═══ Texte extrait

Pour certains esprits en Afrique, les griffes de la sorcellerie adorent se mettre au service des enfants. Qui sont devenus, par la force de cette trouvaille absurde, des dangers publics. Sorcière, la vie ! de Monique Phoba, projeté au Festival International du film francophone de Tübingen en Allemagne (11 au 19 novembre) dénonce ce phénomène en République démocratique du Congo, en jetant un éclairage sur les ressorts qui tendent la sorcellerie vers mille frayeurs infondées. Dans cet entretien, la réalisatrice revient sur les causes possibles de ce drame qui déchire des familles.

Qu'est qui vous a poussé à faire un film sur la sorcellerie ?

══════

Exercice écrit: Pour chaque affirmation, dites si elle concorde avec le texte sur le film Sorcière, la vie ! en répondant par oui ou non et en citant mot pour mot le passage décisif. 1. Le film a été projeté lors d'un festival en Allemagne. 2. Le film dénonce un phénomène observé au Cameroun. 3. Dans l'entretien, la réalisatrice aborde les causes possibles du drame. Appuyez-vous uniquement sur le texte extrait.

═══ Données fournies

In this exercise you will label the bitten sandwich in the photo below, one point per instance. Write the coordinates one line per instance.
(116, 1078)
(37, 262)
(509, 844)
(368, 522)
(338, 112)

══════

Corrigé:
1. Oui : « projeté au Festival International du film francophone de Tübingen en Allemagne ».
2. Non : « dénonce ce phénomène en République démocratique du Congo ».
3. Oui : « la réalisatrice revient sur les causes possibles de ce drame ».